PROBLEM DESCRIPTION — Copy each line below in which the string "plaza" occurs.

──────── MATERIAL FOR THE TASK ────────

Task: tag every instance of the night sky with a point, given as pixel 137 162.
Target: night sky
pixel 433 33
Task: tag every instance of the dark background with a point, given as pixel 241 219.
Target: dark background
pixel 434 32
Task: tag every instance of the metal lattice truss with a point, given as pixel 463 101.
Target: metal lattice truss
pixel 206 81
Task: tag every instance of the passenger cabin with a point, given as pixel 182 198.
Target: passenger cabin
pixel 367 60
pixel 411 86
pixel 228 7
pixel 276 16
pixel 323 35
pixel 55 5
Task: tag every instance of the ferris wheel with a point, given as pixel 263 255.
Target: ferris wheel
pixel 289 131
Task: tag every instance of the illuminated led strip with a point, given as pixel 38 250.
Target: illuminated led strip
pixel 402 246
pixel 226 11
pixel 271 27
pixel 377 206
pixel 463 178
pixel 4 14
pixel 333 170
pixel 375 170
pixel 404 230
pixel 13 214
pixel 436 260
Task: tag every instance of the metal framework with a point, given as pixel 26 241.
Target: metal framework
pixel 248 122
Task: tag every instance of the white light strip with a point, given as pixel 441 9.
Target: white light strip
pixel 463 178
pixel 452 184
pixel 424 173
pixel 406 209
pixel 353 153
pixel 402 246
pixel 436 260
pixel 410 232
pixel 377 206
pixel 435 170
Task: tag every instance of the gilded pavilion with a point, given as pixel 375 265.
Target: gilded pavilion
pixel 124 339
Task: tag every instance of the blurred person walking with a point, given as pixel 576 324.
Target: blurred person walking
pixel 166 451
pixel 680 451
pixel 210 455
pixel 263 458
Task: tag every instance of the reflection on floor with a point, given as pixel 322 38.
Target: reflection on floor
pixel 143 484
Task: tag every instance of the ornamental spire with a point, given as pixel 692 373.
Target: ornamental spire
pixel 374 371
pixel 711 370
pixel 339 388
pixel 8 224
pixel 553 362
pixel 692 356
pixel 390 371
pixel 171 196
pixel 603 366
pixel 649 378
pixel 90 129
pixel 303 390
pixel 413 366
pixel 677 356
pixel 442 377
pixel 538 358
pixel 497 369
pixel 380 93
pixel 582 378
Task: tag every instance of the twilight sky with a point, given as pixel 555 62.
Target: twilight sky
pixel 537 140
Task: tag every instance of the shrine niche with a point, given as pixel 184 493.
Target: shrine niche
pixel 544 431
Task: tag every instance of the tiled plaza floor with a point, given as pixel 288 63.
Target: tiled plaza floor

────────

WRITTEN SOLUTION —
Task: tag every instance of the tiled plaza floor with a point, given as pixel 288 63.
Target: tiled plaza floor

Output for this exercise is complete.